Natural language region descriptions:
##########
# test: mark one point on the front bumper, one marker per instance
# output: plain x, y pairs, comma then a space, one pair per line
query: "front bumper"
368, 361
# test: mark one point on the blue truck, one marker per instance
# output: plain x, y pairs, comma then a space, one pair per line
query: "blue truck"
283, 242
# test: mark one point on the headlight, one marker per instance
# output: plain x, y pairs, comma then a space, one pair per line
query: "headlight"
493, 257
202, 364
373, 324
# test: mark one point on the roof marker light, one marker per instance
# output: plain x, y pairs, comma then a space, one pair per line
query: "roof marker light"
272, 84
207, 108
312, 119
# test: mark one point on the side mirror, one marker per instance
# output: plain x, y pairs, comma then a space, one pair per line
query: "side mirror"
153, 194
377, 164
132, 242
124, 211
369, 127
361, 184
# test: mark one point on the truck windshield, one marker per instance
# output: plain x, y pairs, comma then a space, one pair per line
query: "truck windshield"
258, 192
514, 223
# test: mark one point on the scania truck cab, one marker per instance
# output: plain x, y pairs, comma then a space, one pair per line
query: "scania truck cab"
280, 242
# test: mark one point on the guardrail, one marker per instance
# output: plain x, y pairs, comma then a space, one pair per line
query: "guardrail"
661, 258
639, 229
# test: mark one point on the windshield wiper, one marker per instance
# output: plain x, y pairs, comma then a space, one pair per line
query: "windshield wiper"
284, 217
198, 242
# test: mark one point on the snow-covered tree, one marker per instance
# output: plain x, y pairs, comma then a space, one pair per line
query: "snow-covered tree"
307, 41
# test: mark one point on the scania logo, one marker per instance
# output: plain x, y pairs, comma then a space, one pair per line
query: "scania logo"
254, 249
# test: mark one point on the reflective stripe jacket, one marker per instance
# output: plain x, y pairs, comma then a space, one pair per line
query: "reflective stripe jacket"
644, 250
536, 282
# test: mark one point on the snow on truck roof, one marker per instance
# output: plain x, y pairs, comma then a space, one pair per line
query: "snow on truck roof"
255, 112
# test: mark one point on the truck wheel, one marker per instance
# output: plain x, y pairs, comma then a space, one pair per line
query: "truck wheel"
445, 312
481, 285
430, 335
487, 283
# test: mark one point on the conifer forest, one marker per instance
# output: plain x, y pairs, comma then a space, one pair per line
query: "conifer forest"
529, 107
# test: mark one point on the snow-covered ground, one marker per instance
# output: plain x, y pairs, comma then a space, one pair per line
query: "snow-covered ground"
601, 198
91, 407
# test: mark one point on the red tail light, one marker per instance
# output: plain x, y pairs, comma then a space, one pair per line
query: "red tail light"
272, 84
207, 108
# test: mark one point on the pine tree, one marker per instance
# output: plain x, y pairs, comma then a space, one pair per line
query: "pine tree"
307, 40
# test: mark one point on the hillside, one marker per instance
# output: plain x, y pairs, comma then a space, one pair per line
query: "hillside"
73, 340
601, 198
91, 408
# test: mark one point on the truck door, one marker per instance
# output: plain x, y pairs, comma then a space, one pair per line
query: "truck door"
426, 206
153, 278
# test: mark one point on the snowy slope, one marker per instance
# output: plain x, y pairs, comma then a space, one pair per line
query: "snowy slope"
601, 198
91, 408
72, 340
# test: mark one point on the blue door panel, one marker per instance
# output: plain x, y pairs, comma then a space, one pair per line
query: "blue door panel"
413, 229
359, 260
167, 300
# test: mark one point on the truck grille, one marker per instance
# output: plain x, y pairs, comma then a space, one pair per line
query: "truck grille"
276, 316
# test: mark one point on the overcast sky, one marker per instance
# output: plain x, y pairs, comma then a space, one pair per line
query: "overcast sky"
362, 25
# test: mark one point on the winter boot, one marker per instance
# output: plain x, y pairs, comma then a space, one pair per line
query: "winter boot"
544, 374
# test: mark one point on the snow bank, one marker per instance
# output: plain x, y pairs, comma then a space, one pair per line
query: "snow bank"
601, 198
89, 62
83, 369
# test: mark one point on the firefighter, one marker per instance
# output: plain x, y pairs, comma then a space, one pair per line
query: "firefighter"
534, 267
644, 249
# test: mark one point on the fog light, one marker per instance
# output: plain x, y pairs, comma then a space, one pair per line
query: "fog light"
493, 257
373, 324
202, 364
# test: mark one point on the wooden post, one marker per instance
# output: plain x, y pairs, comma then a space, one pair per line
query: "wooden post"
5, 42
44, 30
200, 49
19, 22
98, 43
##########
The response should be every record above restated exactly.

# test: mark one point on the front bumper, one marker per instance
# output: plain x, y pairs, comma then a space, one pair per line
query: "front bumper"
368, 361
# test: mark one point on the blue truck, one marker per instance
# output: plain x, y pairs, comma then a space, one pair per line
query: "blue truck"
283, 242
# test: mark one point on the headlight, one marker per instance
# output: plain x, y pairs, comma then a space, one pair per line
query: "headlight"
493, 257
202, 364
373, 324
# test: mark one point on the roof marker light, one marker per instance
# output: plain x, y pairs, comma then a space, one pair per line
query: "roof marker light"
272, 84
207, 108
312, 119
# test: mark one point on the side mirror, one marker per instance
# output: plain x, y pairs, comma then a space, one pair per line
query: "side mirror"
153, 194
377, 164
132, 242
124, 211
369, 127
361, 184
# test: mark one point on the truck windshield, one marker per instance
# output: plain x, y pairs, comma then a space, one pair per line
query: "truck windshield"
258, 192
514, 223
# test: mark one point on the scania truck cab, one marker per instance
# output: plain x, y pairs, comma then a space, one pair per line
query: "scania truck cab"
280, 242
# test: mark one point on the guardrail, one marker per instance
# output: plain x, y pairs, comma then a space, one pair per line
query: "guardrail"
661, 258
639, 229
# test: mark one point on the windshield wiper, one marker per instance
# output: plain x, y pairs, comma then a space, one pair per line
query: "windshield wiper"
284, 217
198, 242
# test: mark one point on the snow-covered tree, one marker per instance
# output: plain x, y pairs, comma then a space, one pair per line
query: "snow-covered tree"
307, 41
# test: mark one point on the scania logo, one marker per instance
# output: plain x, y pairs, comma then a space, one pair per line
query: "scania logo"
254, 249
# test: mark one point on the reflective stripe jacket, one marker per instance
# output: plain x, y pairs, comma then a space, one pair per line
query: "reflective stripe jacket"
644, 250
536, 282
# test: mark one point on the snow on truck roof, one marker per instance
# output: plain x, y pairs, comma then a space, one pair per line
query: "snow on truck roof"
255, 112
# test: mark one point on the truck wheel, one marker per instance
# output: plain x, y pairs, comma then a space, one pair per line
query: "truck wheel"
445, 312
481, 285
430, 335
487, 283
# test: mark one point on the conifer forest, one marker per instance
# output: plain x, y pairs, comma then a space, one pair per line
query: "conifer forest"
529, 107
# test: mark one point on the snow-covered ground, one marker per instance
# output: plain x, y pairs, comma then a space, one pair per line
query: "snow-covered ground"
601, 198
91, 407
# test: mark one point on the red tail light, one marker per instance
# output: plain x, y pairs, comma then a space, one pair per line
query: "red tail light"
272, 84
207, 108
# test: mark one point on the pine tree, one marker per instance
# output: plain x, y pairs, comma then a space, one pair per line
query: "pine tree"
307, 40
# test: mark one point on the hillside, one marker per instance
# output: plain x, y pairs, comma then a space, one pair per line
query: "hillside"
73, 340
601, 198
91, 408
# test: mark one point on the truck door, one marker per instance
# output: plain x, y pairs, comma then a space, one pair per line
query: "truck door"
426, 206
153, 278
# test: mark one point on the snowy slope, one marker per instance
# output: plain x, y pairs, comma then a space, one pair per line
query: "snowy slope"
601, 198
91, 408
72, 340
# test: mark one point on the blue door panel, one marker per instance
# output: plain x, y pairs, comma then a space, one pair per line
query: "blue door panel"
413, 229
359, 260
167, 300
# test: mark one point on the truck grille, one marker per instance
# output: plain x, y pairs, comma then a space, one pair per line
query: "truck grille"
276, 316
# test: mark one point on the overcast sky, one marker per instance
# output: plain x, y pairs, comma then a space, one pair per line
query: "overcast sky"
362, 25
# test: mark one point on the winter boot, one marker per instance
# output: plain x, y pairs, comma then a space, one pair per line
query: "winter boot"
544, 374
# test: mark one point on the snow bank, one marker per instance
# output: plain x, y pairs, comma then a space, one pair per line
query: "snow bank"
601, 198
89, 62
83, 369
# test: mark one point on the firefighter, one marker per instance
# output: plain x, y pairs, comma then a space, one pair per line
query: "firefighter"
534, 267
644, 249
# test: mark one point on the fog light, one marker per instance
# output: plain x, y pairs, comma then a space, one pair per line
query: "fog light"
493, 257
373, 324
202, 364
# test: mark one point on the wooden post, one marker per instance
# output: plain x, y pairs, comma then a space, one pair per line
query: "wooden post"
5, 42
44, 30
200, 49
19, 22
98, 43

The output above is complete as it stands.